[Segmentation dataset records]
· · · · · · ·
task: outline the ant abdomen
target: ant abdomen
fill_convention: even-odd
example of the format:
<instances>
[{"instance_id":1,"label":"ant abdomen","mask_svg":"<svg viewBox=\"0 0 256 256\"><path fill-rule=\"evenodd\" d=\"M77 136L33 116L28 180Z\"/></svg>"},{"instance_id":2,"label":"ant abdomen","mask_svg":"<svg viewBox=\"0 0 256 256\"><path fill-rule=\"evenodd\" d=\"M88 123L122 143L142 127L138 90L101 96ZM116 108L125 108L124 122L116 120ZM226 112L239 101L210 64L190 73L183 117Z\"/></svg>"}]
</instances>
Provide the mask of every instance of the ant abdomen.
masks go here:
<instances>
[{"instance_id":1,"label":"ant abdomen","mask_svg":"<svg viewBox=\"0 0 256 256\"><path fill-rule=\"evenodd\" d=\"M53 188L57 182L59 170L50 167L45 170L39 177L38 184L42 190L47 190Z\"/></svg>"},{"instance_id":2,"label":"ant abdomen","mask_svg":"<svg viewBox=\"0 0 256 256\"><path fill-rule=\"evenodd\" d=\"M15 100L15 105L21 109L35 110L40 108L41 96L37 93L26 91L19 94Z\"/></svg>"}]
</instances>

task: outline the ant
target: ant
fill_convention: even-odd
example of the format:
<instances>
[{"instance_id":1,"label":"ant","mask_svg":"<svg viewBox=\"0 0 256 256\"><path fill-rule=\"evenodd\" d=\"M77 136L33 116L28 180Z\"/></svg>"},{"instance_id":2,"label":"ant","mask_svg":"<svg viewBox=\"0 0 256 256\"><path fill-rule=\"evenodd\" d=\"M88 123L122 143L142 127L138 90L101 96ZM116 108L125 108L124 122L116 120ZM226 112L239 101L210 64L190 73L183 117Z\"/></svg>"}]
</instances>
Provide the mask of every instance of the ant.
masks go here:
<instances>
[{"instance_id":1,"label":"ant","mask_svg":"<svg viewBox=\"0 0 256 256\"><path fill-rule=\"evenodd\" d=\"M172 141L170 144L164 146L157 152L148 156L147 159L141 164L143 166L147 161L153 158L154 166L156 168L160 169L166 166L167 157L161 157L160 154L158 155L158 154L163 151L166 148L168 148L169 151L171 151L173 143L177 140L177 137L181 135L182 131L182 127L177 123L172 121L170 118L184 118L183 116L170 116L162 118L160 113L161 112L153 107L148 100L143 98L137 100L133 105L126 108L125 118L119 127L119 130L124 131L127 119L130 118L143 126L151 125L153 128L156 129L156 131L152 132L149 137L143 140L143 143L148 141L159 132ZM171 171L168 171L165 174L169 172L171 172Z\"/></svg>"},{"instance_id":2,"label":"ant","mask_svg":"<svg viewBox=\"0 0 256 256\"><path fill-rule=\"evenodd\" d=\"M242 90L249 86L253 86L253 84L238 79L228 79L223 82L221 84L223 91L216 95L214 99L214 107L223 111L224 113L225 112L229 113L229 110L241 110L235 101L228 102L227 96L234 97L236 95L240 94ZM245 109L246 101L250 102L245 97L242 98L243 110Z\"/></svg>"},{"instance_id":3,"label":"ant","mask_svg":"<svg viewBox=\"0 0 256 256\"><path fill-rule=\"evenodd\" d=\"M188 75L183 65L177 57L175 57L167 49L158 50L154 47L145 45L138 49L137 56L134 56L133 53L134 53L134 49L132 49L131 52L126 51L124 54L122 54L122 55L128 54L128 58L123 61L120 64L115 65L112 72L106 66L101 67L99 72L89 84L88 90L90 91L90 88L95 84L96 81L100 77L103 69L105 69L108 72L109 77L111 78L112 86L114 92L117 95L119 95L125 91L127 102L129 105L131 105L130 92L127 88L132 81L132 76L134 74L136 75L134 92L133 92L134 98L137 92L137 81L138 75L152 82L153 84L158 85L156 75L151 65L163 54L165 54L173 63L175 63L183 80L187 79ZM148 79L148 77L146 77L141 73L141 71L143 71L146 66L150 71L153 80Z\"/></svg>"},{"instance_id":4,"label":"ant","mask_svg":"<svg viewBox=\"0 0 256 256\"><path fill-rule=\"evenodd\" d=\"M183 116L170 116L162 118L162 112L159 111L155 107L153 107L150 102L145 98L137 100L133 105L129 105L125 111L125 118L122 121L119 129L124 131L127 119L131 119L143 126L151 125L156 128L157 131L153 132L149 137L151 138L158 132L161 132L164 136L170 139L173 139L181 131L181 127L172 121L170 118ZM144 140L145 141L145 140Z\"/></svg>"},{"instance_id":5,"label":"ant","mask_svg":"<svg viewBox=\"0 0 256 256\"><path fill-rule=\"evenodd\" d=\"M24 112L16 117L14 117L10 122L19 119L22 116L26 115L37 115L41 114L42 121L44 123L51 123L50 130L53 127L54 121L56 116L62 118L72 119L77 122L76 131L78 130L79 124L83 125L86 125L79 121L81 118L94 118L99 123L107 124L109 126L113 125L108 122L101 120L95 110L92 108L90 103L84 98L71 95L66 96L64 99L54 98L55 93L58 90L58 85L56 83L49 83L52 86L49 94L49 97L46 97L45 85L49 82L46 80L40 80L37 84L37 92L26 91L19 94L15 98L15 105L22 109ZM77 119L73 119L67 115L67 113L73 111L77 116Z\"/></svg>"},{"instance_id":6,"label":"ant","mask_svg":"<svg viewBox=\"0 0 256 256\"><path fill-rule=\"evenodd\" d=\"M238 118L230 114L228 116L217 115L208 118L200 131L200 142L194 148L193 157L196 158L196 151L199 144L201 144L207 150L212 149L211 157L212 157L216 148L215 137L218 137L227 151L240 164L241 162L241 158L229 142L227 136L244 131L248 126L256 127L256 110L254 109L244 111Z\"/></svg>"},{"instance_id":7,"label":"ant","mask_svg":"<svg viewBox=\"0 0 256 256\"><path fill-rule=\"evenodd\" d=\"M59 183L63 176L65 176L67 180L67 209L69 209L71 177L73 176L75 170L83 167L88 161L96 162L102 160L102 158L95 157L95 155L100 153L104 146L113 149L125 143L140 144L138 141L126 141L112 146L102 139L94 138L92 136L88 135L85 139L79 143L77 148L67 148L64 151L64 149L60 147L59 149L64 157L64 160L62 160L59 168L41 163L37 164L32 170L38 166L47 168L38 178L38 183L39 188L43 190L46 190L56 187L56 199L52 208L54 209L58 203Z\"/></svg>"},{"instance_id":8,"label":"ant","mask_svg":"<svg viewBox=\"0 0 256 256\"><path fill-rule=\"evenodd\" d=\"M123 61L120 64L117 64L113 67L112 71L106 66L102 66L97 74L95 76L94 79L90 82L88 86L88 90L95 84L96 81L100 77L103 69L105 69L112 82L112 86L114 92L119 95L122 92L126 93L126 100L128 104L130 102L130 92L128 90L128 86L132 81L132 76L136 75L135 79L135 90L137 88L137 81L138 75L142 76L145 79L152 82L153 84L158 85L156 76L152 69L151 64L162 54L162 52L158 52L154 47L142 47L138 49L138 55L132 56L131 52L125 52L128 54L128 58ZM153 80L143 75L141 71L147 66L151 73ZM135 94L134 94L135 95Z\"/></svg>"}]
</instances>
· · · · · · ·
_Objective:_
Copy out each record from above, exactly.

_Result of the task:_
task: outline the ant abdomen
target: ant abdomen
fill_convention: even-odd
example of the format:
<instances>
[{"instance_id":1,"label":"ant abdomen","mask_svg":"<svg viewBox=\"0 0 256 256\"><path fill-rule=\"evenodd\" d=\"M77 136L33 116L28 180Z\"/></svg>"},{"instance_id":2,"label":"ant abdomen","mask_svg":"<svg viewBox=\"0 0 256 256\"><path fill-rule=\"evenodd\" d=\"M88 123L122 143L142 127L138 90L101 96ZM116 108L125 108L124 122L116 120ZM226 112L239 101L210 64L190 73L183 117Z\"/></svg>"}]
</instances>
Provide the mask of every instance of the ant abdomen.
masks go here:
<instances>
[{"instance_id":1,"label":"ant abdomen","mask_svg":"<svg viewBox=\"0 0 256 256\"><path fill-rule=\"evenodd\" d=\"M53 188L57 182L59 170L50 167L45 170L39 177L38 184L42 190L47 190Z\"/></svg>"},{"instance_id":2,"label":"ant abdomen","mask_svg":"<svg viewBox=\"0 0 256 256\"><path fill-rule=\"evenodd\" d=\"M15 100L15 105L21 109L35 110L40 108L41 96L37 93L26 91L19 94Z\"/></svg>"}]
</instances>

task: outline the ant
target: ant
fill_convention: even-odd
example of the format:
<instances>
[{"instance_id":1,"label":"ant","mask_svg":"<svg viewBox=\"0 0 256 256\"><path fill-rule=\"evenodd\" d=\"M77 136L33 116L28 180Z\"/></svg>"},{"instance_id":2,"label":"ant","mask_svg":"<svg viewBox=\"0 0 256 256\"><path fill-rule=\"evenodd\" d=\"M88 123L122 143L142 127L138 90L101 96ZM116 108L125 108L124 122L116 120ZM226 112L239 101L210 64L190 73L183 117Z\"/></svg>"}]
</instances>
Provide the mask of every instance of the ant.
masks go here:
<instances>
[{"instance_id":1,"label":"ant","mask_svg":"<svg viewBox=\"0 0 256 256\"><path fill-rule=\"evenodd\" d=\"M172 141L170 144L164 146L157 152L148 156L147 159L141 164L143 166L147 161L153 158L154 166L156 168L160 169L166 166L167 157L161 157L160 154L158 155L158 154L163 151L166 148L168 148L169 151L171 151L173 143L177 140L177 137L181 135L182 131L182 127L177 123L172 121L170 118L184 118L183 116L170 116L162 118L160 113L161 112L153 107L148 100L143 98L137 100L133 105L126 108L125 118L119 127L119 130L124 131L127 119L130 118L143 126L151 125L153 128L156 129L156 131L152 132L149 137L143 140L143 143L148 141L159 132ZM171 171L168 171L165 174L169 172L171 172Z\"/></svg>"},{"instance_id":2,"label":"ant","mask_svg":"<svg viewBox=\"0 0 256 256\"><path fill-rule=\"evenodd\" d=\"M242 90L249 86L253 86L253 84L238 79L228 79L223 82L221 84L223 91L216 95L214 99L214 107L223 111L224 113L225 112L229 113L229 110L241 110L235 101L228 102L227 96L234 97L236 95L240 94ZM245 109L246 101L250 102L245 97L242 98L243 110Z\"/></svg>"},{"instance_id":3,"label":"ant","mask_svg":"<svg viewBox=\"0 0 256 256\"><path fill-rule=\"evenodd\" d=\"M188 75L183 65L177 57L175 57L167 49L158 50L154 47L145 45L138 49L137 56L134 56L133 53L134 53L134 49L132 49L131 52L126 51L124 54L122 54L122 55L128 54L128 58L123 61L120 64L115 65L112 72L106 66L101 67L99 72L89 84L88 90L90 91L90 88L95 84L96 81L100 77L103 69L105 69L108 72L109 77L111 78L112 86L114 92L117 95L119 95L125 91L127 102L129 105L131 105L130 92L127 88L132 81L132 76L134 74L136 75L134 92L133 92L134 98L137 92L137 81L138 75L152 82L153 84L158 85L156 75L151 65L163 54L165 54L173 63L175 63L183 80L187 79ZM148 79L148 77L146 77L141 73L141 71L143 71L146 66L150 71L153 80Z\"/></svg>"},{"instance_id":4,"label":"ant","mask_svg":"<svg viewBox=\"0 0 256 256\"><path fill-rule=\"evenodd\" d=\"M183 116L170 116L162 118L162 112L159 111L155 107L153 107L150 102L145 98L137 100L133 105L129 105L125 111L125 118L122 121L119 129L124 131L127 119L131 119L143 126L151 125L156 128L157 131L153 132L149 137L151 138L158 132L161 132L164 136L170 139L173 139L181 131L181 127L172 121L170 118ZM144 140L145 141L145 140Z\"/></svg>"},{"instance_id":5,"label":"ant","mask_svg":"<svg viewBox=\"0 0 256 256\"><path fill-rule=\"evenodd\" d=\"M24 112L16 117L14 117L10 122L19 119L22 116L26 115L37 115L41 114L42 121L44 123L51 123L50 130L53 127L54 121L56 116L62 118L72 119L77 122L76 131L78 130L79 124L83 125L86 125L79 121L81 118L94 118L99 123L107 124L109 126L113 125L108 122L101 120L95 110L92 108L90 103L84 98L71 95L66 96L64 99L54 98L55 93L58 90L58 85L56 83L49 83L52 86L49 94L49 97L46 97L45 85L49 82L46 80L40 80L37 84L37 92L26 91L19 94L15 98L15 105L22 109ZM77 119L73 119L67 115L67 113L73 111L77 116Z\"/></svg>"},{"instance_id":6,"label":"ant","mask_svg":"<svg viewBox=\"0 0 256 256\"><path fill-rule=\"evenodd\" d=\"M238 118L230 114L228 116L217 115L208 118L200 131L200 142L194 148L193 157L196 158L196 151L199 144L201 144L207 150L212 149L211 157L212 157L216 148L215 137L218 137L227 151L240 164L241 162L241 158L229 142L227 136L244 131L248 126L256 127L256 110L254 109L244 111Z\"/></svg>"},{"instance_id":7,"label":"ant","mask_svg":"<svg viewBox=\"0 0 256 256\"><path fill-rule=\"evenodd\" d=\"M59 183L63 176L65 176L67 180L67 209L69 209L71 177L73 176L75 170L83 167L88 161L96 162L102 160L102 158L95 157L95 155L100 153L104 146L113 149L125 143L140 144L138 141L126 141L112 146L102 139L94 138L92 136L88 135L85 139L79 143L77 148L67 148L64 151L64 149L60 147L59 149L64 157L64 160L62 160L59 168L41 163L37 164L32 170L38 166L47 168L38 178L38 183L39 188L43 190L46 190L56 187L56 199L52 208L54 209L58 203Z\"/></svg>"},{"instance_id":8,"label":"ant","mask_svg":"<svg viewBox=\"0 0 256 256\"><path fill-rule=\"evenodd\" d=\"M123 61L120 64L117 64L113 67L112 71L106 66L102 66L97 74L95 76L94 79L90 82L88 86L88 90L95 84L96 81L100 77L103 69L105 69L112 82L112 86L114 92L119 95L122 92L126 93L126 100L128 104L130 102L130 92L128 90L128 86L132 81L132 76L136 75L135 79L135 90L137 88L137 81L138 75L142 76L145 79L152 82L153 84L158 85L156 76L152 69L151 64L162 54L162 52L158 52L154 47L142 47L138 49L138 55L132 56L131 52L125 52L128 54L128 58ZM153 80L143 75L141 71L147 66L151 73ZM135 94L134 94L135 95Z\"/></svg>"}]
</instances>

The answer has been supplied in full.